*Task directions*
Go through the data below and return each line where the string "tower" occurs.

━━ Data records ━━

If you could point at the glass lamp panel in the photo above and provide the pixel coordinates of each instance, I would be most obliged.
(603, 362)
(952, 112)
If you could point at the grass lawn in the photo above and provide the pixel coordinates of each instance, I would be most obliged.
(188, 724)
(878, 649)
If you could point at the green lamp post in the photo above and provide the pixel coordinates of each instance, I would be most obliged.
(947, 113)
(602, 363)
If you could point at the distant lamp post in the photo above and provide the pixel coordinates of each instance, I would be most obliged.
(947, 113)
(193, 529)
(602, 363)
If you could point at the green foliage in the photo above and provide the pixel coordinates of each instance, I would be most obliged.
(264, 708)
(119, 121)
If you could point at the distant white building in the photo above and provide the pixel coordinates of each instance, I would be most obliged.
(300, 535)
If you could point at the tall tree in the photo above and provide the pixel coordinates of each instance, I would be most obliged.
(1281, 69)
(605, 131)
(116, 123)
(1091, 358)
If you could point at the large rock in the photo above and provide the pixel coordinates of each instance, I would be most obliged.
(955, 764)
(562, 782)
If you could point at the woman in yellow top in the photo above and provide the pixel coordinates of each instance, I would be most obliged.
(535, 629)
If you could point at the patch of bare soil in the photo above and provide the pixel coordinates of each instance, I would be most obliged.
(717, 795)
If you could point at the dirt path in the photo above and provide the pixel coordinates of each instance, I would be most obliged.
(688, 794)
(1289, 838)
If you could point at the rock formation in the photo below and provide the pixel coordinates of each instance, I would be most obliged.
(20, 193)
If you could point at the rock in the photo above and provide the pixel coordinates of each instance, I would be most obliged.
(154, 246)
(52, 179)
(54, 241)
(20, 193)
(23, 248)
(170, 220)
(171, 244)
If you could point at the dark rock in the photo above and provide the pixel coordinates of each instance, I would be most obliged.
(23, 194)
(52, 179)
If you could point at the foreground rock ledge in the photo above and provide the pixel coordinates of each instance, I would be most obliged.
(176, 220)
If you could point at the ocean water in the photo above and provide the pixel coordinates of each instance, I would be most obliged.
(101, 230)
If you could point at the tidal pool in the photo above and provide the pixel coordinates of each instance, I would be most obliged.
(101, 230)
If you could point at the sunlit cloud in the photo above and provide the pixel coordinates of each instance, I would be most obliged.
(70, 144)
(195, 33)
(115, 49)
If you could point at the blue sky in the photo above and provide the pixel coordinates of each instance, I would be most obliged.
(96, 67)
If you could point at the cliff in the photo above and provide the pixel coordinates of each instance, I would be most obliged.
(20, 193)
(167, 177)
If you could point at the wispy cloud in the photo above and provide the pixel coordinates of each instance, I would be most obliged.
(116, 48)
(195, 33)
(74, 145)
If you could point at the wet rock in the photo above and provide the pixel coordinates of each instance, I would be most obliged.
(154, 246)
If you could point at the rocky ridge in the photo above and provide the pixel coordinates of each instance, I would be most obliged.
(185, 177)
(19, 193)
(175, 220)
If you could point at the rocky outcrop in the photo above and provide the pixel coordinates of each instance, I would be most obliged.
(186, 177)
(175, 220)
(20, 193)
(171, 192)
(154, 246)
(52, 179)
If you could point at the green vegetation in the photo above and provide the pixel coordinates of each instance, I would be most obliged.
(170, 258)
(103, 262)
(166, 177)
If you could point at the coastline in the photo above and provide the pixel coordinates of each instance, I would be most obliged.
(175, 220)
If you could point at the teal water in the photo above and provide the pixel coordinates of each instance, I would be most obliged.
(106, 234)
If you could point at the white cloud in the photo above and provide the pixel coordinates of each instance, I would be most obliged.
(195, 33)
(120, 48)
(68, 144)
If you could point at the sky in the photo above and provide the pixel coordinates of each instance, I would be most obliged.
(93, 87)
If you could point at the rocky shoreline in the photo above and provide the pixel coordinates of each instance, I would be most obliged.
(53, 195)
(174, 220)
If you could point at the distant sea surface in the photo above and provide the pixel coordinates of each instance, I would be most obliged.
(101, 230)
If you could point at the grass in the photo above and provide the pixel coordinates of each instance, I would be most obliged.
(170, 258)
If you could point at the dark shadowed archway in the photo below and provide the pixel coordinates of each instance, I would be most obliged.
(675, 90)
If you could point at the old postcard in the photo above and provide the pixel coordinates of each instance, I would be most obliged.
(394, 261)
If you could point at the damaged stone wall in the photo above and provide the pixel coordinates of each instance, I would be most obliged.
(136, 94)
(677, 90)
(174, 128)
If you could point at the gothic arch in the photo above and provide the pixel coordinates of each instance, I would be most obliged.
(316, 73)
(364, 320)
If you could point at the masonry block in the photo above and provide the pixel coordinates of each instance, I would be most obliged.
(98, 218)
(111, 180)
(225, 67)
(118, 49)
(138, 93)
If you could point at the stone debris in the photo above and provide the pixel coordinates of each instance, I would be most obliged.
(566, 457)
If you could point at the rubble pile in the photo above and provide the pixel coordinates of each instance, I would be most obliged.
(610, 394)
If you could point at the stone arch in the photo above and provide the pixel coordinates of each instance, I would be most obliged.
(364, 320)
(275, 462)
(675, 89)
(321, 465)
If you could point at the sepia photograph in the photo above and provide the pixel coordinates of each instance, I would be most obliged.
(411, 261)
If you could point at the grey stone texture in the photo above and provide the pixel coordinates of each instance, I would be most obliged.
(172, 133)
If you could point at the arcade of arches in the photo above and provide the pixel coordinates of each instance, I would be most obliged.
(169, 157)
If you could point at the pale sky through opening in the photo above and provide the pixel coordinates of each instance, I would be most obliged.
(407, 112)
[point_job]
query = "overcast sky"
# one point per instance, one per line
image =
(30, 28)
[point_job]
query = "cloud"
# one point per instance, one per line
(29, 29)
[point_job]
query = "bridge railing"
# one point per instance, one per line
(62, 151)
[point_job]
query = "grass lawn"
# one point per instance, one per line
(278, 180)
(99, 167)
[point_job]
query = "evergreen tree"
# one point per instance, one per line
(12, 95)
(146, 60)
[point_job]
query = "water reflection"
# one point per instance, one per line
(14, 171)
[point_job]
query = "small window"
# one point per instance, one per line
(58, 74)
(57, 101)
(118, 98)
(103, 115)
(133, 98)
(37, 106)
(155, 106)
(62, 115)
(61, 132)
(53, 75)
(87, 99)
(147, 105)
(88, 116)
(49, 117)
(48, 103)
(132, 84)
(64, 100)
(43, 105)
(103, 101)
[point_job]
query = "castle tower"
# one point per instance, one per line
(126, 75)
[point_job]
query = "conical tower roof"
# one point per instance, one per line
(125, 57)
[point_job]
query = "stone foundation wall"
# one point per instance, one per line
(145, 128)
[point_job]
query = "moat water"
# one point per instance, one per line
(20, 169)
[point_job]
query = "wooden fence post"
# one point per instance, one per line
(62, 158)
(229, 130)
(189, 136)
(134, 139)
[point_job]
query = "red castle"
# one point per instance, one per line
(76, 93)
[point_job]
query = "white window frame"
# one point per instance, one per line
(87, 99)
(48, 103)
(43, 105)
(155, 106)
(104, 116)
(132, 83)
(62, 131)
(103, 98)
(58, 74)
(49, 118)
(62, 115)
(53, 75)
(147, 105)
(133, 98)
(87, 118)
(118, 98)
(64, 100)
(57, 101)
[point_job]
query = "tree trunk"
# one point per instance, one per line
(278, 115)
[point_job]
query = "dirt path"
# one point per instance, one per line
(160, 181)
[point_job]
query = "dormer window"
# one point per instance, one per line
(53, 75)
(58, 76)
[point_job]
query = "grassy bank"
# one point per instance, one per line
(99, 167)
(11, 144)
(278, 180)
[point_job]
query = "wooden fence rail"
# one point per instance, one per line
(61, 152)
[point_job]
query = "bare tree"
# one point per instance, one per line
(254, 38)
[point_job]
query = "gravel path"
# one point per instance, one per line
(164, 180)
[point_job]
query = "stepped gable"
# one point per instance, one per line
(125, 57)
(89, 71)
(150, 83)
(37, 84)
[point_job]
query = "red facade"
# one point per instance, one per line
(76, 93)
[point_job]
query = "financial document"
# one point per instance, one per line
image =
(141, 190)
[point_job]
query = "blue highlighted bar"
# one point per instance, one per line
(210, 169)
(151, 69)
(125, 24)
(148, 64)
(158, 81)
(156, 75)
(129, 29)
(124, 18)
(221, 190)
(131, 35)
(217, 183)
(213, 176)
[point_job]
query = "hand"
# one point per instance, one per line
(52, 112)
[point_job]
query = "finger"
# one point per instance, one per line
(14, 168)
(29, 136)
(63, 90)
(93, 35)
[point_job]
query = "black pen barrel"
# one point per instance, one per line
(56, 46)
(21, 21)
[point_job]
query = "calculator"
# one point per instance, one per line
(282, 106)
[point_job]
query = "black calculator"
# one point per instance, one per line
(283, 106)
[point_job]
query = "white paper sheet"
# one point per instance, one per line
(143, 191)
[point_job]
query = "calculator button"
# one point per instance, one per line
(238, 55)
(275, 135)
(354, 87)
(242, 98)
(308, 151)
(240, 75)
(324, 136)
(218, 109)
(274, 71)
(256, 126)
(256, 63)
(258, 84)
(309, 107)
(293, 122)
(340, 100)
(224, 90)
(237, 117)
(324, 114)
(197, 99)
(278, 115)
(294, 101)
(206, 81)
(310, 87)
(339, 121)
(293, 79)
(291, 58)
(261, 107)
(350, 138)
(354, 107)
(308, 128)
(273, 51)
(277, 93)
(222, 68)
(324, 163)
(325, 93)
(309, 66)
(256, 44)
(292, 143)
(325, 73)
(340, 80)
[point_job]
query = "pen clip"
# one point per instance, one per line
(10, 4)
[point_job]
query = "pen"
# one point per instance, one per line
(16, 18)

━━━

*Your solution*
query = "castle tower"
query = "conical tower roof"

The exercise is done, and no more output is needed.